TASK GOAL = The answer must be the data, repeated exactly.

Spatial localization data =
------------------------

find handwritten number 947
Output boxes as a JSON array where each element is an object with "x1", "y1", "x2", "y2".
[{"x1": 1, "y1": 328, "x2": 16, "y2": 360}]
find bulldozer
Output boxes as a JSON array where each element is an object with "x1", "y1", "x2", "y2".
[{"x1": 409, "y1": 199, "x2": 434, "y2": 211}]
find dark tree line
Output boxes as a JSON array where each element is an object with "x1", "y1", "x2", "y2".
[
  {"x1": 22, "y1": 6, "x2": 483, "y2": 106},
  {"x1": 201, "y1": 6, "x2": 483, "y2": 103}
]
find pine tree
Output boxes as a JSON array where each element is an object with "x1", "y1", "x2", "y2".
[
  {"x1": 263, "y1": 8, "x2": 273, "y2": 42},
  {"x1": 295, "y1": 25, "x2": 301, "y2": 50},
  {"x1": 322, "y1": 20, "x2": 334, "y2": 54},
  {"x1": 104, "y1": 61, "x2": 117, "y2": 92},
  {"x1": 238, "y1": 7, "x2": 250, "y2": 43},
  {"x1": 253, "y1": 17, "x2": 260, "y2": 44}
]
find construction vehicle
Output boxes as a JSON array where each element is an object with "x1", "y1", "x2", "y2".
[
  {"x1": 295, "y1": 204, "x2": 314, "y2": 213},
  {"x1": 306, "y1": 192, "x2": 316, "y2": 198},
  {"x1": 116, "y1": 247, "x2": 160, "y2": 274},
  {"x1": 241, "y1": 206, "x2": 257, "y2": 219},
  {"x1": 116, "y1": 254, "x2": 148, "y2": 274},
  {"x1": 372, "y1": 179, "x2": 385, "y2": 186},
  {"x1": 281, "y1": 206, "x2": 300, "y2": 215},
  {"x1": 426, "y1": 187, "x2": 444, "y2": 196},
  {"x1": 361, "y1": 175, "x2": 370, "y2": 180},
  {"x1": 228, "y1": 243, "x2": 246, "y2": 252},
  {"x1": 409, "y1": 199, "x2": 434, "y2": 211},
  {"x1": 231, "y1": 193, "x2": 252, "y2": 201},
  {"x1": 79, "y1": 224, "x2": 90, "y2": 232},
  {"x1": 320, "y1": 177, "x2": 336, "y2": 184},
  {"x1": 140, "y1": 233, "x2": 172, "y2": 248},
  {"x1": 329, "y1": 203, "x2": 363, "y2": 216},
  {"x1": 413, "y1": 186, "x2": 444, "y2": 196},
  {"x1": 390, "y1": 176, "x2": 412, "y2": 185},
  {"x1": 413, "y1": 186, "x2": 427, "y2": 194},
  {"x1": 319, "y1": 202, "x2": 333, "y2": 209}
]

------------------------

FINAL ANSWER =
find handwritten number 947
Output boxes as a JSON array where each element is an object with "x1", "y1", "x2", "y2".
[{"x1": 1, "y1": 328, "x2": 16, "y2": 360}]
find bulldozer
Output boxes as a JSON array where each element is an object with "x1", "y1", "x2", "y2".
[{"x1": 409, "y1": 199, "x2": 434, "y2": 211}]
find dark tree line
Output boxes as a JSON array where each element is an object with "x1", "y1", "x2", "y2".
[
  {"x1": 22, "y1": 6, "x2": 483, "y2": 106},
  {"x1": 201, "y1": 6, "x2": 483, "y2": 103}
]
find pine tree
Output boxes as a JSON array where each element is an object with "x1", "y1", "x2", "y2".
[
  {"x1": 263, "y1": 8, "x2": 273, "y2": 42},
  {"x1": 295, "y1": 25, "x2": 301, "y2": 50},
  {"x1": 322, "y1": 20, "x2": 334, "y2": 54},
  {"x1": 104, "y1": 61, "x2": 117, "y2": 92},
  {"x1": 238, "y1": 7, "x2": 250, "y2": 43},
  {"x1": 253, "y1": 17, "x2": 260, "y2": 44}
]
find construction vehicle
Output boxes as a JSON array where each element is an object with "x1", "y1", "x2", "y2".
[
  {"x1": 295, "y1": 204, "x2": 314, "y2": 213},
  {"x1": 306, "y1": 192, "x2": 316, "y2": 198},
  {"x1": 116, "y1": 247, "x2": 160, "y2": 274},
  {"x1": 241, "y1": 206, "x2": 257, "y2": 219},
  {"x1": 116, "y1": 254, "x2": 148, "y2": 274},
  {"x1": 372, "y1": 179, "x2": 385, "y2": 186},
  {"x1": 281, "y1": 206, "x2": 300, "y2": 215},
  {"x1": 426, "y1": 187, "x2": 444, "y2": 196},
  {"x1": 361, "y1": 175, "x2": 370, "y2": 180},
  {"x1": 228, "y1": 243, "x2": 246, "y2": 252},
  {"x1": 409, "y1": 199, "x2": 434, "y2": 211},
  {"x1": 231, "y1": 193, "x2": 252, "y2": 201},
  {"x1": 79, "y1": 224, "x2": 90, "y2": 232},
  {"x1": 320, "y1": 177, "x2": 336, "y2": 184},
  {"x1": 140, "y1": 233, "x2": 172, "y2": 248},
  {"x1": 329, "y1": 203, "x2": 363, "y2": 216},
  {"x1": 413, "y1": 186, "x2": 444, "y2": 196},
  {"x1": 390, "y1": 176, "x2": 412, "y2": 185},
  {"x1": 413, "y1": 186, "x2": 427, "y2": 194},
  {"x1": 319, "y1": 202, "x2": 333, "y2": 209}
]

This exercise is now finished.